**EXTRACTED RECORDS:**
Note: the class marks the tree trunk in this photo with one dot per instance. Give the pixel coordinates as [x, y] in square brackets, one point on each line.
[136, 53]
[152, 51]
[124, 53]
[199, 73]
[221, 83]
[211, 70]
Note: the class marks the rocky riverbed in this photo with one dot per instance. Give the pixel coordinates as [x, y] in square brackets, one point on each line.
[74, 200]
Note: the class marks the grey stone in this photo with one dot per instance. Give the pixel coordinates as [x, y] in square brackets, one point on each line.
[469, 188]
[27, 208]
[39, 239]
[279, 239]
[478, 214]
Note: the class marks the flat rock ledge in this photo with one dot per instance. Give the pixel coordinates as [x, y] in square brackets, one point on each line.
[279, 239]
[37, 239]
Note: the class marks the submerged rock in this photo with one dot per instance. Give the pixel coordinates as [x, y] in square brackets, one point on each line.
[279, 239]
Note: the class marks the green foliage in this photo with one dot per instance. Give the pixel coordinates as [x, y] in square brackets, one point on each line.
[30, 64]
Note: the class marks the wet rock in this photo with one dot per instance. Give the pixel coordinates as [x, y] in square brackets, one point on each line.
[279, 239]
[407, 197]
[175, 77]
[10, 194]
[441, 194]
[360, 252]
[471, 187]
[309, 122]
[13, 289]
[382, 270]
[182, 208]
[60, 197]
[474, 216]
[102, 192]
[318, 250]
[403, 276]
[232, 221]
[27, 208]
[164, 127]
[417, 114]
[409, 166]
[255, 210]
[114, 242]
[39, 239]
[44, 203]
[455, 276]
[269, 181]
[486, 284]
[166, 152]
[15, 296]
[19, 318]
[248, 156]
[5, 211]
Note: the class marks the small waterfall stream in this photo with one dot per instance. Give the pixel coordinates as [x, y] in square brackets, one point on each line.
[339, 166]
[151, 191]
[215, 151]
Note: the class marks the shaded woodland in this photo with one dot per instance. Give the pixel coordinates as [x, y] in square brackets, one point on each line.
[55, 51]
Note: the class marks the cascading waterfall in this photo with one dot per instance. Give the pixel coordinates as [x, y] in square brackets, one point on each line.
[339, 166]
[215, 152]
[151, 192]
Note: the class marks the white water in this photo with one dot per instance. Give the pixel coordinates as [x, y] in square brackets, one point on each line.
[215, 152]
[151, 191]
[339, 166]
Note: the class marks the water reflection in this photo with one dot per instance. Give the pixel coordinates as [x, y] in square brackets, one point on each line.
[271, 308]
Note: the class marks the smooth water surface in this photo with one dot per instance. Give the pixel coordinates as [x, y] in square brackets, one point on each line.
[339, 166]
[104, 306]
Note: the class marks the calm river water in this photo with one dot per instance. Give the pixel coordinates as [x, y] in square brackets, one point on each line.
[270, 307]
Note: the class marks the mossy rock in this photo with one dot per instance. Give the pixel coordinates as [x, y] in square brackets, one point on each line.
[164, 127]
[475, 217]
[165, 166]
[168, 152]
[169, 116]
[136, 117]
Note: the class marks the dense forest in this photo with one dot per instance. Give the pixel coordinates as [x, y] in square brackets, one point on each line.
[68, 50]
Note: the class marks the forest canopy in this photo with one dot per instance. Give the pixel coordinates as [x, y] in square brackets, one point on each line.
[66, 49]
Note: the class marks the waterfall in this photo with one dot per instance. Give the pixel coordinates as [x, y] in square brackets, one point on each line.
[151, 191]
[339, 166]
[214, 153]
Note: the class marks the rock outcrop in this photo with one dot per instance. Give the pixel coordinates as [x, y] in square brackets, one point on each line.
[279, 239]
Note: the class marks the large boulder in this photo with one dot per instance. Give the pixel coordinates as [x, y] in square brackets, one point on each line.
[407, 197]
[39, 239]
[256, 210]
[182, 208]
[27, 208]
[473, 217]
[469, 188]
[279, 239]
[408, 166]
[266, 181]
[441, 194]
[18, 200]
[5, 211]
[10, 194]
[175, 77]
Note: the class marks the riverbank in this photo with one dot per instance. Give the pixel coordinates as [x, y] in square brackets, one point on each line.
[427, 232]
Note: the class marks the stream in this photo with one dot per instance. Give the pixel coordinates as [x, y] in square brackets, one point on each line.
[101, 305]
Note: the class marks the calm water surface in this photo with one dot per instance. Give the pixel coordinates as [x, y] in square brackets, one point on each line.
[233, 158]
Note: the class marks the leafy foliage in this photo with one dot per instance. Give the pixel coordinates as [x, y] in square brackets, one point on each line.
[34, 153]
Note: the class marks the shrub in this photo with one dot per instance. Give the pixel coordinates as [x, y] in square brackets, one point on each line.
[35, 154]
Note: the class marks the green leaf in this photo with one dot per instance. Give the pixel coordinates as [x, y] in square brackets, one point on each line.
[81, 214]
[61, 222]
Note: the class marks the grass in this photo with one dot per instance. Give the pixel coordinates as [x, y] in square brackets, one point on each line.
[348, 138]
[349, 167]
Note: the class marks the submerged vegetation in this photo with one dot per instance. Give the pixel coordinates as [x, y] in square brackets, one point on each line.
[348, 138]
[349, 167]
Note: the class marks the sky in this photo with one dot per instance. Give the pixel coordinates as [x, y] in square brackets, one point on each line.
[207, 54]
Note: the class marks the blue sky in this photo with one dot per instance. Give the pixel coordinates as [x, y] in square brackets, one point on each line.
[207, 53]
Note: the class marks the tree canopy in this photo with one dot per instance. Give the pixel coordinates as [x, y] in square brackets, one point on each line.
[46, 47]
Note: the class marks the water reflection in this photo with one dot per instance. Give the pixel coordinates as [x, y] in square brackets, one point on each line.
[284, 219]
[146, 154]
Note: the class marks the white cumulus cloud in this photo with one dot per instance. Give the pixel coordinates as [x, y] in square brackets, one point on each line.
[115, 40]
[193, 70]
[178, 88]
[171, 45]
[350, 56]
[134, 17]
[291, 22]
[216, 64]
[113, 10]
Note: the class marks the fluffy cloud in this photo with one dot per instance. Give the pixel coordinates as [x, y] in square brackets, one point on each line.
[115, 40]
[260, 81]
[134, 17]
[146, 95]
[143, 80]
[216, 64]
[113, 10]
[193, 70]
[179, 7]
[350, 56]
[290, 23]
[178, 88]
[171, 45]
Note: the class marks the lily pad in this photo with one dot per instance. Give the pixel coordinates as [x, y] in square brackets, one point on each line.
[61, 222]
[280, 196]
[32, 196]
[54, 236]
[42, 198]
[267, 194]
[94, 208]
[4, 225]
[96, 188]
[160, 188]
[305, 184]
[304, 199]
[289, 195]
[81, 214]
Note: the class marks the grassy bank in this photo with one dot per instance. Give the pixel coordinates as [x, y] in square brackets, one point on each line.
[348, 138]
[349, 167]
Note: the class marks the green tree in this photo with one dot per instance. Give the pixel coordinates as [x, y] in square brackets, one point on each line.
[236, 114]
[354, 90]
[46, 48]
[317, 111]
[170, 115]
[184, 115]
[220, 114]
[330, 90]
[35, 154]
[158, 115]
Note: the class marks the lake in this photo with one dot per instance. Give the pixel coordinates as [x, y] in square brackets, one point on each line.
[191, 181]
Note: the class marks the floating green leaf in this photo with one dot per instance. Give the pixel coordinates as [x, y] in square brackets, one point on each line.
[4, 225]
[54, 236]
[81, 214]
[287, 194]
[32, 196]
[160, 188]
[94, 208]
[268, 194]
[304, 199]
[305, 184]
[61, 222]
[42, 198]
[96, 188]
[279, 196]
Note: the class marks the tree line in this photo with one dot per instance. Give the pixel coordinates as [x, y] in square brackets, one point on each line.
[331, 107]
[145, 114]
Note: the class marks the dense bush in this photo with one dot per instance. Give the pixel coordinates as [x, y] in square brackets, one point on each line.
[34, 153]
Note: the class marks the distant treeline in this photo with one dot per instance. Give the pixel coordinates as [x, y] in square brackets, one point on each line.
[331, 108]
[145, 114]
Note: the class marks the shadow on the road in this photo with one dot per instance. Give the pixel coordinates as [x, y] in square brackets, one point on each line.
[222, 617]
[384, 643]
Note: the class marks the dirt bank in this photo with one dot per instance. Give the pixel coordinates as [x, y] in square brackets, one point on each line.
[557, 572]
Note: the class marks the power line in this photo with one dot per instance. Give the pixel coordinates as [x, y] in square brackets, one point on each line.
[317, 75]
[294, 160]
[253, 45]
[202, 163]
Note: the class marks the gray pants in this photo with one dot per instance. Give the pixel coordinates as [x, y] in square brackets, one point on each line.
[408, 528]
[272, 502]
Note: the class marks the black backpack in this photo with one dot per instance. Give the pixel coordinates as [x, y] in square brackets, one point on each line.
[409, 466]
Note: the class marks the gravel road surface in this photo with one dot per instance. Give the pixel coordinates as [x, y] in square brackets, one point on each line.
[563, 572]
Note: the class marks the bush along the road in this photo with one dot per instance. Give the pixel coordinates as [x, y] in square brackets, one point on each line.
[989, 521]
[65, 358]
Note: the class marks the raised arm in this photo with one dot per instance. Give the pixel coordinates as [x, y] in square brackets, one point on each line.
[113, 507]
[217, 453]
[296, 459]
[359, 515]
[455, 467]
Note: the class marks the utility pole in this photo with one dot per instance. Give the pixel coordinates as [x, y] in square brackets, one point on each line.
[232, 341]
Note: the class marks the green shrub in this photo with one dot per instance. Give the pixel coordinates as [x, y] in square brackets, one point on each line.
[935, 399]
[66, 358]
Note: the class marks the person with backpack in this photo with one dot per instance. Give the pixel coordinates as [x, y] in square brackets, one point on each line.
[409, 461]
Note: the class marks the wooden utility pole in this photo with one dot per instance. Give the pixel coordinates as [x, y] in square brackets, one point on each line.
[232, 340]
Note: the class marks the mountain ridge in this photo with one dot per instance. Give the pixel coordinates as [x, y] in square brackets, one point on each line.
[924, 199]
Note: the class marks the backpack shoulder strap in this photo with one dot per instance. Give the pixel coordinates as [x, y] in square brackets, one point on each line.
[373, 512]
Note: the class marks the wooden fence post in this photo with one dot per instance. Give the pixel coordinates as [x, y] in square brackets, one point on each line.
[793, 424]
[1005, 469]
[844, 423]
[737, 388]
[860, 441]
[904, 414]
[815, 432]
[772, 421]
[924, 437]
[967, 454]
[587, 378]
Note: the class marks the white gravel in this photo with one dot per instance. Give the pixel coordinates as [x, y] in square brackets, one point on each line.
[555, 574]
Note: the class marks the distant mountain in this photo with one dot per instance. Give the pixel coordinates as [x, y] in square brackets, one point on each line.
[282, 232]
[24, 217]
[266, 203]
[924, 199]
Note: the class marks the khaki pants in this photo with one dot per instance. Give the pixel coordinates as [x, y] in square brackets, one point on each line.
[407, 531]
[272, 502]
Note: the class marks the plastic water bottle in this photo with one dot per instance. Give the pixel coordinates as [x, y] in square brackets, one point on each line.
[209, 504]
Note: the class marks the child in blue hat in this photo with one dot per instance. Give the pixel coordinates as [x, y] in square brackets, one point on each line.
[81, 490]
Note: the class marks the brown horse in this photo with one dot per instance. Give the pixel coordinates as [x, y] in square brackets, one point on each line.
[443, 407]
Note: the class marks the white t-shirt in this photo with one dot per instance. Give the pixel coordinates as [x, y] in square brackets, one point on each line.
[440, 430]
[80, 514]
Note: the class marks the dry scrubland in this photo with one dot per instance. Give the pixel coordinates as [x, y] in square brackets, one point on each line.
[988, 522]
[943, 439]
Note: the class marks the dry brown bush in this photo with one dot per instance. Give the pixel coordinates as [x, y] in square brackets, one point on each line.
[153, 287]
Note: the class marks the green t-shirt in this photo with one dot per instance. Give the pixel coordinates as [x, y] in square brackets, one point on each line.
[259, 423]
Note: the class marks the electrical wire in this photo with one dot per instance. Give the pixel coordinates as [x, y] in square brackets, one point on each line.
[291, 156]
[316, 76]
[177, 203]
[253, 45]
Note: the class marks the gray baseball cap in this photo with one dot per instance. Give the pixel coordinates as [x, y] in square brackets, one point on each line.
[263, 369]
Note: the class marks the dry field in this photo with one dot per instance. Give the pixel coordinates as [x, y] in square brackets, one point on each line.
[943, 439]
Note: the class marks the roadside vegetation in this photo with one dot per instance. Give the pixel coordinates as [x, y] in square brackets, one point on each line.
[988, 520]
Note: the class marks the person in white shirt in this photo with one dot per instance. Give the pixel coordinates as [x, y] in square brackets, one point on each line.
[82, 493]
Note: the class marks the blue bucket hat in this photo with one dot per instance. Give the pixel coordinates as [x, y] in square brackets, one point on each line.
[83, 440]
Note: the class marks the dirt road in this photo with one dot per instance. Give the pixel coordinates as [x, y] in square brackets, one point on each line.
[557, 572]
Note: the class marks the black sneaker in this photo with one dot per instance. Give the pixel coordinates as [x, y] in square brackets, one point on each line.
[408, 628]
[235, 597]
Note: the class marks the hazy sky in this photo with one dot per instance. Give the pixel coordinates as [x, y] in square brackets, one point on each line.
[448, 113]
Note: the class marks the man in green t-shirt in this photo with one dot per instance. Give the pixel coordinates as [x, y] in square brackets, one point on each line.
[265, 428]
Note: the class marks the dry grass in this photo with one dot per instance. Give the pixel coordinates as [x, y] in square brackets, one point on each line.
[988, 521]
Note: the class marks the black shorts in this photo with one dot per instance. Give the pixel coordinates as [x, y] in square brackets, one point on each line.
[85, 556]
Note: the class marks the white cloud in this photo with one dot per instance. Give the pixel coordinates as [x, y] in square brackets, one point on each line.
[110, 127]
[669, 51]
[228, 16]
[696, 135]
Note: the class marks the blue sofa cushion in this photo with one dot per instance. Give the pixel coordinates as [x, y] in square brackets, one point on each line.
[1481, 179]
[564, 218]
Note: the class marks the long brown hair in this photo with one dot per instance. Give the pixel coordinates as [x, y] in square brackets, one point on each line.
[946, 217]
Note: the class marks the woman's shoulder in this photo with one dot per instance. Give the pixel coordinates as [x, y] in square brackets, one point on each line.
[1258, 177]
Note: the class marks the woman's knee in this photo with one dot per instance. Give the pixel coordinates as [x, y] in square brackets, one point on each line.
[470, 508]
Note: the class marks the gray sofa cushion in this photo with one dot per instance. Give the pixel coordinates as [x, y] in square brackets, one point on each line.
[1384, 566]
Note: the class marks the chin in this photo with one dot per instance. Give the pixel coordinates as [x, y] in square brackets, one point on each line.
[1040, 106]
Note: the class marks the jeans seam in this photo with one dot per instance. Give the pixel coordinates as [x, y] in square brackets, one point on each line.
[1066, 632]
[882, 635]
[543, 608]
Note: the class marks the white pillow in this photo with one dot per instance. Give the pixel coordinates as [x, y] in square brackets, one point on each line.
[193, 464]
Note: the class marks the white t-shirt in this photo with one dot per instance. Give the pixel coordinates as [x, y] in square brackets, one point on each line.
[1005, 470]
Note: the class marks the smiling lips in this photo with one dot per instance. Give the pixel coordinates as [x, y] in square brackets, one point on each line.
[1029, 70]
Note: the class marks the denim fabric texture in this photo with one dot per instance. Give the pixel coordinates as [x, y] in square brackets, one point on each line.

**EXERCISE:** Extract every line from the one containing "Note: the class marks the jeans" to the end of the entries, including both of those lines, exactly as given and with nothing added.

**PROBLEM SOLUTION:**
Note: the class marks the jeans seam in this photo with one dot per instance. Give the pixel coordinates as [x, y] in square brackets, one point on each line.
[1066, 632]
[882, 635]
[543, 608]
Note: the class marks the white pillow in this photo with one dot per instance. Give the pixel coordinates as [x, y] in square brackets, one point on each line.
[193, 464]
Note: the class marks the white t-shirt in this photo with one dot per instance. Give the pixel coordinates as [x, y] in square brackets, one point on each line.
[1005, 470]
Note: the class marks the smiling lips in this photo with one dot per instance. Give the pixel coordinates as [x, y] in square brackets, one point on each line.
[1029, 70]
Note: the class marks the denim fabric texture in this photo with one dot per instance. Give the pixel coordinates as [x, y] in square brackets, one point on each line.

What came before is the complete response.